• _TASKS TO COMPLETE_
**A)** In the essay on decadent technology, rewrite the passage starting with "The obvious examples" and going on through "of coevolutionary pressures).", putting "dieselpunk" wherever "tubepunk" appears.
**B)** In the essay on decadent technology, what alternative name is offered for decadent technology?

• _PAGE EXTRACT_
____

The coevolutionary pressures are those social institutions that make demands upon a technology to continue its development in the face of advancing social developments, which latter might include expanding populations, higher standards of living, raised expectations and soaring ambitions.

Even if another technology does not come along to further extend the social functions served by the mature and now stalled technology, the incentives to continue to go one better with technology remains, and this incentive drives the attempt to try to squeeze more performance out of mature technologies that would, if surpassed in the process of technological succession, remain stalled at a stable plateau of development. The result of pushing for more performance from a stalled technology is what I will call decadent technology (though I could just as well call this baroque technology).

The obvious examples that come to mind of decadent technologies are either of a humorous or theatrical character (or both). Steampunk and tubepunk are obvious examples of the intentional elaboration of a decadent technology for aesthetic and theatrical effect. As genres of art and literature, steampunk and tubepunk aren’t seeking to supply the wants of mass society (except for aesthetic wants, which respond to a different class of coevolutionary pressures).

Another example of decadent technology is that of race car engines. If you want to go really fast, it would make more sense to strap a jet engine onto set of wheels (which would look like a steampunk contraption), but racing mostly means specialized internal combustion engines — engines pushed about as far as the technology of the internal combustion engine can be pushed. It is obvious, from the thousands of photographs in car magazines, that the builders of racing engines can an aesthetic pleasure in their creations. However, these engines are not merely aesthetic exercises like steampunk, because by pushing the technology of the internal combustion engine to its limits, much more horsepower can be obtained. Thus a decadent technology can be effective, though it quickly begins to reach a level of diminishing returns, and further investment yields progressively less of a return. That is why these engines are not models of efficiency that the mass producers of automobiles look to for technological developments (though this is often used as an excuse for car manufacturers to sponsor drag racing) but rather they are expressions of mechanical ambition. Like I wrote above, if you want to go really fast, you can build a jet; the challenge is to build an internal combustion engine with the power of a jet, and this is a challenge in which both builders of racing engines and race spectators enjoy.

____

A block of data
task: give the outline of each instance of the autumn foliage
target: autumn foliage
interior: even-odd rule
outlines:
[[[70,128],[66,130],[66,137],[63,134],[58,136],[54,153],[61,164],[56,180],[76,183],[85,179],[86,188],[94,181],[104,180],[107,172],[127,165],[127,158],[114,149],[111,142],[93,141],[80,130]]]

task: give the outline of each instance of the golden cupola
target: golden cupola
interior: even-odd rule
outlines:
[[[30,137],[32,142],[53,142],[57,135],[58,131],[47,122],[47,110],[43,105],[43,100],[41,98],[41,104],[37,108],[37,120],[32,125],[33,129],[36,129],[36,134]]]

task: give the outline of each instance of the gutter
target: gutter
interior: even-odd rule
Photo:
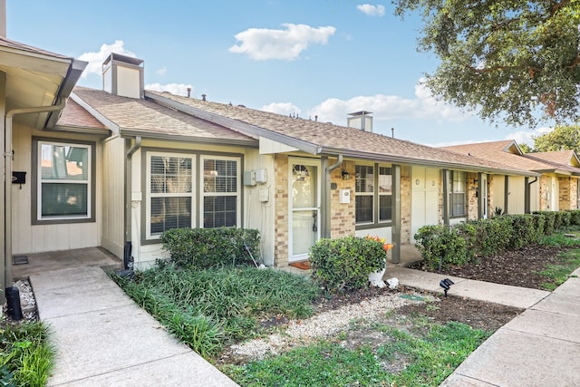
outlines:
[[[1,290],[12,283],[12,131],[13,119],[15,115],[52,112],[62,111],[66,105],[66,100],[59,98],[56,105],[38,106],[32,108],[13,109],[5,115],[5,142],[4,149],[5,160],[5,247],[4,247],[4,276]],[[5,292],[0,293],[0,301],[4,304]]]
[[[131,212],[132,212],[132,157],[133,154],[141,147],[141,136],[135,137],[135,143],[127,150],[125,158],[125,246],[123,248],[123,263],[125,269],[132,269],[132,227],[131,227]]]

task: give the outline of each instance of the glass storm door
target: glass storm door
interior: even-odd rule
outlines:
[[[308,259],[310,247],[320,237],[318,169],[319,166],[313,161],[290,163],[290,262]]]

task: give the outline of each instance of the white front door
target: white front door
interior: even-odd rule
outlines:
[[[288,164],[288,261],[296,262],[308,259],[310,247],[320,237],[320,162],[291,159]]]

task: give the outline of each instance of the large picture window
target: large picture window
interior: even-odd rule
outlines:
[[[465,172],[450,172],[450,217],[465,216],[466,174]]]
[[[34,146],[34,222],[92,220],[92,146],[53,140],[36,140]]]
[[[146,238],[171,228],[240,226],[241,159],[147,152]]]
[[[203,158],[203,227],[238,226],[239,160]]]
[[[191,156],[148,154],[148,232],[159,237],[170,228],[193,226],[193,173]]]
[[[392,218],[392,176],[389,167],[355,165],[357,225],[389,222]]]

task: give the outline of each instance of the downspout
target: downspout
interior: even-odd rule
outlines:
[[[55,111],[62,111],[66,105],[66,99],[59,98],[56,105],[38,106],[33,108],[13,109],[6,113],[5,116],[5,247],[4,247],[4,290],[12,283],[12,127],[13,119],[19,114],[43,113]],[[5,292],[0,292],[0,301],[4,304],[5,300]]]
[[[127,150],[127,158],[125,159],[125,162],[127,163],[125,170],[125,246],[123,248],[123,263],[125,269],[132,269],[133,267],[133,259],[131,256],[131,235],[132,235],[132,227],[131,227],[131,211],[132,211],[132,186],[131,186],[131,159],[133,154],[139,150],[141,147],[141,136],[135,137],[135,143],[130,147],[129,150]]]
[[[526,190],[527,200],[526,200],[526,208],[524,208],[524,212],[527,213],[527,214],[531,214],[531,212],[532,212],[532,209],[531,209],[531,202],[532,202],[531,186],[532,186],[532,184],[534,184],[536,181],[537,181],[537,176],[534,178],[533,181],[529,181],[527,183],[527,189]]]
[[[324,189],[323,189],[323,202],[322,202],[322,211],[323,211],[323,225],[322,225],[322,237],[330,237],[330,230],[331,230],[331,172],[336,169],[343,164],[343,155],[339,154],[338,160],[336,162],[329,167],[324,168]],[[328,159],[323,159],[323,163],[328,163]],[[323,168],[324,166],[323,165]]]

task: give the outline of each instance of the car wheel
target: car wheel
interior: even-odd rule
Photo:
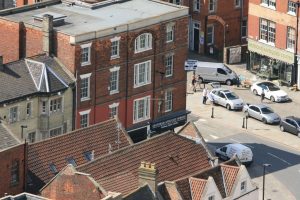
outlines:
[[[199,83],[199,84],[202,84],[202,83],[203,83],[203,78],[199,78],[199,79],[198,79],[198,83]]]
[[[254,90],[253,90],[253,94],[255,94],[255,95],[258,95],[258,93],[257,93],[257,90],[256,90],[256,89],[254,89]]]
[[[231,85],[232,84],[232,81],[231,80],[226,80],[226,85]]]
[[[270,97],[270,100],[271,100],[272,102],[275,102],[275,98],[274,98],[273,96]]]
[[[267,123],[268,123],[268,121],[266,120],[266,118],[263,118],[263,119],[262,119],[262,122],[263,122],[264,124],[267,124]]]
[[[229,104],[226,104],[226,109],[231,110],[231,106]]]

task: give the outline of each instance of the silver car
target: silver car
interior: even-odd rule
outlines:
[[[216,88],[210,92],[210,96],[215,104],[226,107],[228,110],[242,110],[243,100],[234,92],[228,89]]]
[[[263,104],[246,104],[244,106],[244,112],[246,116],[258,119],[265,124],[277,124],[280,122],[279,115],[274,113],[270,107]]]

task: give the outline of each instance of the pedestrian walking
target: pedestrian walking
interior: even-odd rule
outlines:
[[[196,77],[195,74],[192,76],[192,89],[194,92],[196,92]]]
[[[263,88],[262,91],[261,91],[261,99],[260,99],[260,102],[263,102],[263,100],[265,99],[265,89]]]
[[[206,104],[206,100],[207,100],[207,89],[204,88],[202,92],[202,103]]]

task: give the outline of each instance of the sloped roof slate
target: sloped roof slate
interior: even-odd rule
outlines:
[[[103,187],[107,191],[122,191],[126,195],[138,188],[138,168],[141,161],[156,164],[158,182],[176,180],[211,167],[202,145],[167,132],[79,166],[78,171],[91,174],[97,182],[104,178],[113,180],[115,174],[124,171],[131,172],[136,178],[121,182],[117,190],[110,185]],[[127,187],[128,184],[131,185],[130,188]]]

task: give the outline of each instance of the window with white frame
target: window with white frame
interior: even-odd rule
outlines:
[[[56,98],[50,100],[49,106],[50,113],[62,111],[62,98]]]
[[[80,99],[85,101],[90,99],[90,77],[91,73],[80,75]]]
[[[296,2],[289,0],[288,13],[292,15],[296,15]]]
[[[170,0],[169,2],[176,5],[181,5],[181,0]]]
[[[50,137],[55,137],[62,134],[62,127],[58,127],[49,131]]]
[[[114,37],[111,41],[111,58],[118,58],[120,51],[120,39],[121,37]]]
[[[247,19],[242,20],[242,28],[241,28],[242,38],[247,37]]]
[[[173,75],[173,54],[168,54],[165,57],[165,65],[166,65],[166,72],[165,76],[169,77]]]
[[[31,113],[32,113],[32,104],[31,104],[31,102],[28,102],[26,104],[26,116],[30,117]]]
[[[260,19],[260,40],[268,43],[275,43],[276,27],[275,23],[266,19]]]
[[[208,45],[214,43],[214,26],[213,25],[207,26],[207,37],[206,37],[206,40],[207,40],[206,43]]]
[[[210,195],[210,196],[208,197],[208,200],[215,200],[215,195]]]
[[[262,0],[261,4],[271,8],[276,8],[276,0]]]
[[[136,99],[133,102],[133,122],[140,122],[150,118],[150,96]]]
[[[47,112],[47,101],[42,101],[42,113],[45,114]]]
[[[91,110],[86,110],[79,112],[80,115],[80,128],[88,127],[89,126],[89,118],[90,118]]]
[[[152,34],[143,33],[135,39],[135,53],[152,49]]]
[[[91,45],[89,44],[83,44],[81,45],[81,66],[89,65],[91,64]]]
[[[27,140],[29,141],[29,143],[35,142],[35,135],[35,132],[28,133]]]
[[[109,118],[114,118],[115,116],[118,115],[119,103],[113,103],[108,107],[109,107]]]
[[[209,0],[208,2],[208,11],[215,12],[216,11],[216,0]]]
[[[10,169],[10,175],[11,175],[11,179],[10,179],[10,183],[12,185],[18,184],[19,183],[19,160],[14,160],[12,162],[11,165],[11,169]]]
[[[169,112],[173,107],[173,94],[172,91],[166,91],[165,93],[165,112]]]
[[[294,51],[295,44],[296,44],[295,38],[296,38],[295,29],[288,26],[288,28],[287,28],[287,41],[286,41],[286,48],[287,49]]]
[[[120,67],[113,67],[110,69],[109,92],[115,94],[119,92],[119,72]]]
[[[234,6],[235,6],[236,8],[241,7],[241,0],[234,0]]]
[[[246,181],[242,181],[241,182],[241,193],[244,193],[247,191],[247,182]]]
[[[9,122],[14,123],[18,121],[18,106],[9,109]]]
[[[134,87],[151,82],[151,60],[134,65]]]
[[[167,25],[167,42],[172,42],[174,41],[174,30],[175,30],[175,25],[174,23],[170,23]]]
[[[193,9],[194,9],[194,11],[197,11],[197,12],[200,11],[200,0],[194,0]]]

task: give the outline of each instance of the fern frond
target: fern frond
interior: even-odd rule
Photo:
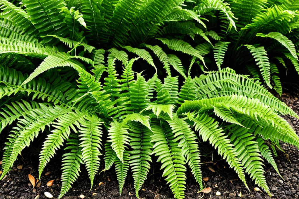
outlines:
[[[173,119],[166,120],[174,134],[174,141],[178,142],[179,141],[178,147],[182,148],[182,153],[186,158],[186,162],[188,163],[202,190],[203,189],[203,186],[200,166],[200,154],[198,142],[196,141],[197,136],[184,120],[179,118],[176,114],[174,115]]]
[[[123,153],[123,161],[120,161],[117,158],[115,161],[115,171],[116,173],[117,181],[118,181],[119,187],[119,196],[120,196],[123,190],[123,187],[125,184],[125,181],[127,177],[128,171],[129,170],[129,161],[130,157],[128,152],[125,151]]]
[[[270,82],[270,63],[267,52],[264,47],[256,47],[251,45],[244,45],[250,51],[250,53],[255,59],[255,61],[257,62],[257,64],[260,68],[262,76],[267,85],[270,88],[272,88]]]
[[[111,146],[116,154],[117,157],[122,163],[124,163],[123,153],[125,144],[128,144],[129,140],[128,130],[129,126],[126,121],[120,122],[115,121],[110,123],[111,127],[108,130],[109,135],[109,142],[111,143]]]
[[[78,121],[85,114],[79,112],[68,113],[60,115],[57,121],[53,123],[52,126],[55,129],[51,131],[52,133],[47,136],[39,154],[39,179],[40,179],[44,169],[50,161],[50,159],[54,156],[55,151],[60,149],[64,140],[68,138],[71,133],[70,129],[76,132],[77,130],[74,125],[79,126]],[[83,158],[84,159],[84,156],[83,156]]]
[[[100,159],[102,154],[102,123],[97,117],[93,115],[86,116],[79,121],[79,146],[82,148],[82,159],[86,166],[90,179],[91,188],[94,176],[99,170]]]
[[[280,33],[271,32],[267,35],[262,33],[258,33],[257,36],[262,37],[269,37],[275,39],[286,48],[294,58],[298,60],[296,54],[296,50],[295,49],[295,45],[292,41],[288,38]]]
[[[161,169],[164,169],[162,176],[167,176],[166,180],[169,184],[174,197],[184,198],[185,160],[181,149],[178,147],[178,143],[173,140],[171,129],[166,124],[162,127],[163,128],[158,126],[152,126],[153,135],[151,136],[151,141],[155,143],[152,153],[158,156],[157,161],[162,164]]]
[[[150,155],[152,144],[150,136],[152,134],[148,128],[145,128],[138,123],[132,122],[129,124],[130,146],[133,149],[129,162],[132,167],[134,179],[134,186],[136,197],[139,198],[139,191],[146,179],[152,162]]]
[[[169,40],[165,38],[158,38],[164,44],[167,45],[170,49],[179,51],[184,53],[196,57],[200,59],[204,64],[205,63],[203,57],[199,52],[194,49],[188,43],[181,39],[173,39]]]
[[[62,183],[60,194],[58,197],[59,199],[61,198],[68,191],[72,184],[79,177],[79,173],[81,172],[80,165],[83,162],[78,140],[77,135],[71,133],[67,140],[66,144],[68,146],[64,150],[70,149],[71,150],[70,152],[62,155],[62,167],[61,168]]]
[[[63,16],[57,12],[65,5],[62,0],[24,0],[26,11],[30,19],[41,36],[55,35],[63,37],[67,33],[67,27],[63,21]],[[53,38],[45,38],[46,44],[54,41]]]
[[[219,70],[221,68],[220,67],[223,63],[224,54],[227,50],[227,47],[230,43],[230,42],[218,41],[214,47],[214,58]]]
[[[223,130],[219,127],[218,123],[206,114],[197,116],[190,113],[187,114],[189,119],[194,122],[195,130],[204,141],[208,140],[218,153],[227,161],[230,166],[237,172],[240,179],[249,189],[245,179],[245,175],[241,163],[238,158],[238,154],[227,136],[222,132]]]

____

• _WRITTEN RESPONSES_
**A)**
The obvious examples that come to mind of decadent technologies are either of a humorous or theatrical character (or both). Steampunk and dieselpunk are obvious examples of the intentional elaboration of a decadent technology for aesthetic and theatrical effect. As genres of art and literature, steampunk and dieselpunk aren’t seeking to supply the wants of mass society (except for aesthetic wants, which respond to a different class of coevolutionary pressures).

**B)** Baroque technology.